— Tasks to carry out —
1. In the case summary about NIFLA v. Becerra, which court affirmed the denial of the petitioners' request for federal injunctive relief?
2. Pick up the NIFLA v. Becerra case summary after its final sentence and keep writing it.

— Selected passage —

National Institute of Family and Life Advocates, d/b/a NIFLA, et al. v. Becerra, Attorney General of California, et al., No. 16-1140 (June 26, 2018).
California Requires Pro-Life Pregnancy Clinics to Provide Information About Abortion Access. California enacted legislation requiring that state licensed crisis pregnancy centers provide clinic visitors with notice, including telephone contact information, that the state provides free or low cost services, including abortion. California also required unlicensed clinics to provide notice of their unlicensed status. The California Reproductive Freedom Accountability, Comprehensive Care and Transparency Act (FACT Act) imposes its notice requirements only on pro-life entities, as state sponsored or non-pro-life clinics are excepted.
The Pro-Life Entities Failed to Persuade the Lower Federal Courts. Petitioners unsuccessfully sought federal injunctive relief in on First Amendment grounds, a result affirmed by the Ninth Circuit Court of Appeals, which held that petitioners could not demonstrate a likelihood of success on the merits where the licensed notice requirements met the low level of scrutiny attaching to “professional speech” and the unlicensed notice requirements satisfied any level of scrutiny
The Ninth Circuit’s characterization of the statute as regulating “professional speech” permitted avoidance of the strict scrutiny mandated by presumptively unconstitutional content based speech restrictions.

[Items listed in a dataset]
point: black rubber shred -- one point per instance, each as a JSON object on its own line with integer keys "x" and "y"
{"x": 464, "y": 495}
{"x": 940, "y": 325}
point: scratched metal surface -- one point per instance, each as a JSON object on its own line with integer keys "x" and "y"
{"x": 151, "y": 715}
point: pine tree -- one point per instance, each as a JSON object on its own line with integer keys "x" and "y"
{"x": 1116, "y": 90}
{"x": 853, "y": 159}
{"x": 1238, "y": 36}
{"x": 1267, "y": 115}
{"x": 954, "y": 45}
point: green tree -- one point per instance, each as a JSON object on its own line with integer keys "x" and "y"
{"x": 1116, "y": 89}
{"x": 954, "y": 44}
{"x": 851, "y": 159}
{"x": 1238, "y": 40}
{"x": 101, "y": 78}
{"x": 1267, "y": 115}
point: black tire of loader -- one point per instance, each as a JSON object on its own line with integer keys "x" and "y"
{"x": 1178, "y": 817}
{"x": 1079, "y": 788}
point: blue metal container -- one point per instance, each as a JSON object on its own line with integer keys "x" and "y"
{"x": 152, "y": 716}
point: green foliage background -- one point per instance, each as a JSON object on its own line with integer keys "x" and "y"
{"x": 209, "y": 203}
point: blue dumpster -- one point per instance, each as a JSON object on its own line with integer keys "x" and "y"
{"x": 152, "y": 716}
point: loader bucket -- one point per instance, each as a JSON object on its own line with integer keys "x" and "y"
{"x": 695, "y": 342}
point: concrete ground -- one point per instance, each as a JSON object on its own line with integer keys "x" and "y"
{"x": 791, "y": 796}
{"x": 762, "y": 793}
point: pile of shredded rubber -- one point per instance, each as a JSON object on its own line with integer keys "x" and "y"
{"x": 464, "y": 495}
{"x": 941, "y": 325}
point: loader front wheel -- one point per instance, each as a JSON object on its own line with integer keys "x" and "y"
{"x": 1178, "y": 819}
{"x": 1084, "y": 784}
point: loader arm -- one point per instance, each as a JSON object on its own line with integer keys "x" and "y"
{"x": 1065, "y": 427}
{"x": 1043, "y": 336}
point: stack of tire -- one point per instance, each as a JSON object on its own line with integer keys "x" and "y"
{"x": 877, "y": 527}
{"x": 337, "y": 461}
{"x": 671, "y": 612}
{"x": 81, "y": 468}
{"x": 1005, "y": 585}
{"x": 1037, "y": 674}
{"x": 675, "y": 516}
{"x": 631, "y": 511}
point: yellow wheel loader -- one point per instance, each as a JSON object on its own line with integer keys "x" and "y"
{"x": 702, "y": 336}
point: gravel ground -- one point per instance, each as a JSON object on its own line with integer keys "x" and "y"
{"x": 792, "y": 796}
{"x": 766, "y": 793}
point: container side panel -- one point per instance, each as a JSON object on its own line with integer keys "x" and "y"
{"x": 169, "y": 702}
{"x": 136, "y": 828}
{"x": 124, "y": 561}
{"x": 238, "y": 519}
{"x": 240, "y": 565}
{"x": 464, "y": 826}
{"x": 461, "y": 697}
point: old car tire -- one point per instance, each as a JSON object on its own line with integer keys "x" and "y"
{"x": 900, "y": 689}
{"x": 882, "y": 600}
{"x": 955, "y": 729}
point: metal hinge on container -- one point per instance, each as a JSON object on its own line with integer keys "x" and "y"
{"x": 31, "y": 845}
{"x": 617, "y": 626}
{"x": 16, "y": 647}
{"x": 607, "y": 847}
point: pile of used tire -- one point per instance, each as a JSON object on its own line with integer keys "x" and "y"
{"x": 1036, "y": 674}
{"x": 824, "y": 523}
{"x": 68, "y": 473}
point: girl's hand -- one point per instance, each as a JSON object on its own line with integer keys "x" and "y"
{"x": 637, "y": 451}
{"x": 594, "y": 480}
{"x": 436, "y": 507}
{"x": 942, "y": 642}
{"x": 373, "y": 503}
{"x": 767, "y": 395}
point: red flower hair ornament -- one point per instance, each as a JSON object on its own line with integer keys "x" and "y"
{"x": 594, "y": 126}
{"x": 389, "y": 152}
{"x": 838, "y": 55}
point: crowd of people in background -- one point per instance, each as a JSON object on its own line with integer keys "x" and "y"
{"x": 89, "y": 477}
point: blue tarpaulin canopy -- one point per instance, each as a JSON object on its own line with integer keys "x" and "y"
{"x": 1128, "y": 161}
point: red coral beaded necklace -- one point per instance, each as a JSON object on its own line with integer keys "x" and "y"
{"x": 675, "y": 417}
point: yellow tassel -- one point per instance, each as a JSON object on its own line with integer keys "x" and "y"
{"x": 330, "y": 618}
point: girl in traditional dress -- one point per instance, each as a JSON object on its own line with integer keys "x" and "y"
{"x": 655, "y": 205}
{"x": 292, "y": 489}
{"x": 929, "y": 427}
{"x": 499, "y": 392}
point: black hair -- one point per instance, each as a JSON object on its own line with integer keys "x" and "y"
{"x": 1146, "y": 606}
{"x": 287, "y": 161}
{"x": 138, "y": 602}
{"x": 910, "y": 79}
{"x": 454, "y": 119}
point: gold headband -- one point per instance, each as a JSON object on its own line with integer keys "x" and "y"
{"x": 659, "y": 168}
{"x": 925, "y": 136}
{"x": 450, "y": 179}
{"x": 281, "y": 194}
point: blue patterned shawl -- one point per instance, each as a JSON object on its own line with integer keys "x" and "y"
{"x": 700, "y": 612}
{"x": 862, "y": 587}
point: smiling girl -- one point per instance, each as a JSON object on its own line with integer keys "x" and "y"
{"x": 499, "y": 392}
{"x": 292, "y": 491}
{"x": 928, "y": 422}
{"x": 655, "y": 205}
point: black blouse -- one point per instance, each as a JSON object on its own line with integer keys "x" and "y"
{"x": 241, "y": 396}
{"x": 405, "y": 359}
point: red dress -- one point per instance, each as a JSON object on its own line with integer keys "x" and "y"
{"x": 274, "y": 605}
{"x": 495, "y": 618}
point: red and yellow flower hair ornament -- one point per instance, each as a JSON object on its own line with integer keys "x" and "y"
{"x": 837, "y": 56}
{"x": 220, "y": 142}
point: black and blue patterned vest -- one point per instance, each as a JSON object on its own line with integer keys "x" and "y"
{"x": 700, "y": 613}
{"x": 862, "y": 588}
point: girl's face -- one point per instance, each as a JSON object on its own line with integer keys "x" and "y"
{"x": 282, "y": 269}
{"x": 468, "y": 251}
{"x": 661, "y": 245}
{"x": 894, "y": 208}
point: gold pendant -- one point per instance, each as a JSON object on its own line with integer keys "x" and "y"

— Answers given —
1. The Ninth Circuit Court of Appeals.

2.
The Supreme Court Disagrees. The Supreme Court has concluded that the petitioners can likely succeed on the merits of their claims, has reversed the judgment of the Ninth Circuit, and has remanded the matter for further proceedings.
The concern is the speech, not the speaker. The Supreme Court observed that the Court has never recognized this new category of “professional speech” subject to less rigorous review. States may regulate professional conduct even if such regulation incidentally burdens speech. Deferential review has not, however, turned on who is speaking, but on the factual nature of disclosures concerning commercial matters.
The Supreme Court concluded that the FACT Act had little to do with regulation of professional conduct but instead regulated speech as such. While the Court refused to foreclose the potential to recognize professional speech at another time, the Court observed that the dangers of speech regulation — that the government will use its power to suppress disfavored ideas — applies to “professional speech.” An inability to discuss good information,or the distortion of information, or the provision of bad information, while particularly deadly in medical settings, easily can be seen as diminishing the “marketplace of ideas” in which robust discussion ultimately serves the truth.
Rights as significant as those guaranteed by the First Amendment cannot depend on professional licensure. Permitting such limitations would provide the state with a tool that could be wielded to promote invidious discrimination against unpopular ideas.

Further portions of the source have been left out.